## [SOURCE TEXT]
# Official Statement from Dish Network concerning VOIP service



## Mark Lamutt (Mar 24, 2002)

I specifically asked today for an official statement from Dish concerning the use of VOIP service as a phone line to your Dish Network receivers.

The official word is this:

As they stated on the Tech Forum, DISH Network receivers do not support a direct connection to VOIP, LAN's or cell phones. A dial tone from a land line must be connected in order to receive VOD, some ITV games or shopping services, or pay per view programming. Some customers may be able to connect the receiver to an adapter on a VOIP system which provides dial tone and successfully participate in the interactive TV and shopping services, but these types of connections are known to be very unreliable and inconsistent for Caller ID. Since DISH Network has no control over such services, we cannot provide technical support in troubleshooting problems with them.

There you have it.


----------



## Bill R (Dec 20, 2002)

Thanks Mark. 

VOIP is not the "be all and end all" that cable companies make it out to be. Its lack of "backward compatability" is making it a real target for the local phone company's ads. I was watching the local news tonight and right after the ad for Time Warner's VOIP service saying how great it was, there was an ad from our local phone company saying how bad VOIP is. Great scheduling by the station's traffic department. I bet they get a nasty call from Time Warner tomorrow.


----------



## Cyclone (Jul 1, 2002)

Those ads will only last so long. Once the ILECs get their own VoIP systems up and running, it will be all that they sell in those markets serviced.

## [STATED GOAL 1]
Count the lines in the entries below that contain the word "blue", treating uppercase and lowercase as different, and give only the number.

## [DATA PROVIDED]

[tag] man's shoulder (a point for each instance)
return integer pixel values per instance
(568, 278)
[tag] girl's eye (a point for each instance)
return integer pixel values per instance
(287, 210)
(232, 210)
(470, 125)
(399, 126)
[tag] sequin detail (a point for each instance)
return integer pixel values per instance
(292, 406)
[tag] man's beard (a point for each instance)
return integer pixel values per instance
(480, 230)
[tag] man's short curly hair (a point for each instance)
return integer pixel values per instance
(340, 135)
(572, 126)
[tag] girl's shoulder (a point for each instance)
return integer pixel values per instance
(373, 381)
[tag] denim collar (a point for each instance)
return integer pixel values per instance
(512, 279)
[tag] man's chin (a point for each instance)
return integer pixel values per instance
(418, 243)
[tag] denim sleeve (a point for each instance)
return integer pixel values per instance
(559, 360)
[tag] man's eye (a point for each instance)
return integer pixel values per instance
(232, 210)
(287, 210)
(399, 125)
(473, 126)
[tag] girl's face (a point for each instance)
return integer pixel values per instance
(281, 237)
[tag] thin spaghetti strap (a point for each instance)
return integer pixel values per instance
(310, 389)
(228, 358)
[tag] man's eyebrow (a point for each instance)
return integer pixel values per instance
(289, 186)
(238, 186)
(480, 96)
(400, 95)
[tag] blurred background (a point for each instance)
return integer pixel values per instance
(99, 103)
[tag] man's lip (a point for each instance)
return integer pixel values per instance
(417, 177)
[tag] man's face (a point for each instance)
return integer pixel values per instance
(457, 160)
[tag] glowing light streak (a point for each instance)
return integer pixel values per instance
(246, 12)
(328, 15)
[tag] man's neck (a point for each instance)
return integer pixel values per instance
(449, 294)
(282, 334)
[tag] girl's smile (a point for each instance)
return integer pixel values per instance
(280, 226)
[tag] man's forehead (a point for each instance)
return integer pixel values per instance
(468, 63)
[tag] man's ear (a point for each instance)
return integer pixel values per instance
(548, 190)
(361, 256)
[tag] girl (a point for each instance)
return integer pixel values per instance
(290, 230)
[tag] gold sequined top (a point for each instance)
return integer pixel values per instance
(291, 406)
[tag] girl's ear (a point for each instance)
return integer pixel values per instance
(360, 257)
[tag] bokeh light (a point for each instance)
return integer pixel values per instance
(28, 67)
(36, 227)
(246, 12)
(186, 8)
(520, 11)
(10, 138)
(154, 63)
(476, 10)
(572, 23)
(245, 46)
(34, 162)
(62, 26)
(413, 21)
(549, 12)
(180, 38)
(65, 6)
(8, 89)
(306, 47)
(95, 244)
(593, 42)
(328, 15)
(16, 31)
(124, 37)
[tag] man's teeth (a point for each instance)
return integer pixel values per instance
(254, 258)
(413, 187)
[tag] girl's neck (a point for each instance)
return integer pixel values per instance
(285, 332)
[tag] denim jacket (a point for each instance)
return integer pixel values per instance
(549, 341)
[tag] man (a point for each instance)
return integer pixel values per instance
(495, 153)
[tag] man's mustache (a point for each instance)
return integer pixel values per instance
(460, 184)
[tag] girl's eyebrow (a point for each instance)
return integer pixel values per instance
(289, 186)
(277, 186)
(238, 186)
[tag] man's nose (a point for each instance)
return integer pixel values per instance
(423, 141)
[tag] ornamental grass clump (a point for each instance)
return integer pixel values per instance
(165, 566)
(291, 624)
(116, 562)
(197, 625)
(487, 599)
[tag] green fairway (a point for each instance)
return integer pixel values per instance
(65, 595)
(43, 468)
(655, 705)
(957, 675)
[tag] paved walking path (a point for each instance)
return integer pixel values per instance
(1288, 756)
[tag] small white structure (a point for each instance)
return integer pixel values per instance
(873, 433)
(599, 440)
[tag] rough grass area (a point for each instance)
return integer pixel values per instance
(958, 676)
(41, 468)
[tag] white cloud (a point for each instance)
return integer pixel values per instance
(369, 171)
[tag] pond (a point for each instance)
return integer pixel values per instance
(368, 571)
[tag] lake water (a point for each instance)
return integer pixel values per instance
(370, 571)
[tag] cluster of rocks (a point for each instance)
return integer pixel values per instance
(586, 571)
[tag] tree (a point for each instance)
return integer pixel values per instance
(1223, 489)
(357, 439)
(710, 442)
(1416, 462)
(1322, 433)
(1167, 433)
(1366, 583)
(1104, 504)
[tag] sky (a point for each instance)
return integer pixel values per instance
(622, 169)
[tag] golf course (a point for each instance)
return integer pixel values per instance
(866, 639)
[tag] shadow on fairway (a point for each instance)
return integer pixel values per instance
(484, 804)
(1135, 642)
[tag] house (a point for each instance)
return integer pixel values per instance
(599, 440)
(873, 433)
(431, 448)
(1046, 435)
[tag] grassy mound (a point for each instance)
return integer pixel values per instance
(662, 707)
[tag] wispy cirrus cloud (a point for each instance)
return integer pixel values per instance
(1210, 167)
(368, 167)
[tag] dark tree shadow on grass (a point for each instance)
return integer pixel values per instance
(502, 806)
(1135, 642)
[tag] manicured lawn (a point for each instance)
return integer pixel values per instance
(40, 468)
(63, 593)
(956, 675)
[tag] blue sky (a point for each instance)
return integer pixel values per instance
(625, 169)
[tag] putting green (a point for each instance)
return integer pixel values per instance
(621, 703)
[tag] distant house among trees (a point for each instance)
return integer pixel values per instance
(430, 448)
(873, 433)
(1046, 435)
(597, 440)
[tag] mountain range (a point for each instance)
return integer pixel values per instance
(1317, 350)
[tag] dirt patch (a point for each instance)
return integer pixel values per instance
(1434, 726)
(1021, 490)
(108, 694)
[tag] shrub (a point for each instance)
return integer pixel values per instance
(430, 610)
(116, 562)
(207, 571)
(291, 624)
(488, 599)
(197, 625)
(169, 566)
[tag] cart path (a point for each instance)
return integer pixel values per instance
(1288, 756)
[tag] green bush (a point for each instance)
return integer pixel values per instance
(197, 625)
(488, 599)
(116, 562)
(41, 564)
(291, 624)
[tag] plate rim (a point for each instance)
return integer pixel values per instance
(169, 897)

---

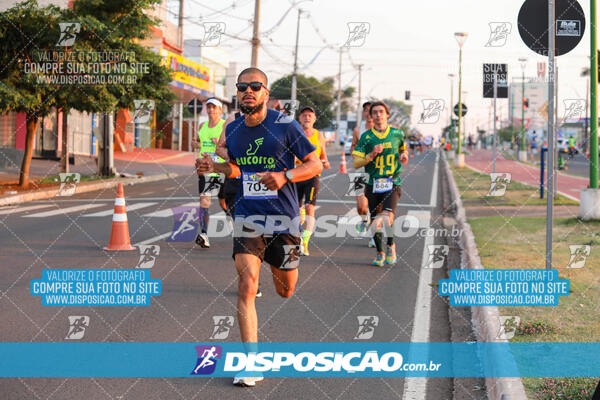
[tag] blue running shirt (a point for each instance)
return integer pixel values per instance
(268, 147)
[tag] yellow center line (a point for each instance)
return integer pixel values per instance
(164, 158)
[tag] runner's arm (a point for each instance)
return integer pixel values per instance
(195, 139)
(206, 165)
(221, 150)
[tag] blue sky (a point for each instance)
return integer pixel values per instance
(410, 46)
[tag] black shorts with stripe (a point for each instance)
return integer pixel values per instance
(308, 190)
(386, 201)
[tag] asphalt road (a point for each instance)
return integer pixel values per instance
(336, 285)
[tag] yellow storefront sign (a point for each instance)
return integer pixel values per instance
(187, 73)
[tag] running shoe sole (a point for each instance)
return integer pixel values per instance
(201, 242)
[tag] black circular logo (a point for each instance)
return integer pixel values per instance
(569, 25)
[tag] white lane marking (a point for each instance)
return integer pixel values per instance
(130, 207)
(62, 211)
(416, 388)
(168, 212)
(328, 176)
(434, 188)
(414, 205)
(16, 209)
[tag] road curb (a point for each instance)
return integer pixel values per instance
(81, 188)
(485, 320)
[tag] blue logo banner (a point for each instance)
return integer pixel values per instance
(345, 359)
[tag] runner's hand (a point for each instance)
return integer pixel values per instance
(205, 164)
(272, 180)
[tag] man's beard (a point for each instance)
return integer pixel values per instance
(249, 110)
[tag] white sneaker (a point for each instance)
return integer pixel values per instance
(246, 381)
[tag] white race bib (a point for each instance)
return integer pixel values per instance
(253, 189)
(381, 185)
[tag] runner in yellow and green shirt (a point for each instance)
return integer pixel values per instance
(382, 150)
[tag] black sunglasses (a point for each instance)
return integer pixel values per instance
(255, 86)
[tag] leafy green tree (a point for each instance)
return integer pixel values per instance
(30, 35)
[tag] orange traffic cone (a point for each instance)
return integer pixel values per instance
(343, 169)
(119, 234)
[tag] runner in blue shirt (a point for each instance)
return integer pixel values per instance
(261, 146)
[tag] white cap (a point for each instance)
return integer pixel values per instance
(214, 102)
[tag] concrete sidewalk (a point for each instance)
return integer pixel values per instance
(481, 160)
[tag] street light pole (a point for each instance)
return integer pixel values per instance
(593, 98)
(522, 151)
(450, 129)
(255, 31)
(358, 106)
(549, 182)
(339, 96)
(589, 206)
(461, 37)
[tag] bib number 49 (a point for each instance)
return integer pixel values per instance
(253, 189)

## [STATED GOAL 2]
According to the forum thread about Dish Network and VOIP, what must be connected to a Dish Network receiver to receive pay per view programming?

## [FINAL ANSWER 1]
5

## [FINAL ANSWER 2]
A dial tone from a land line.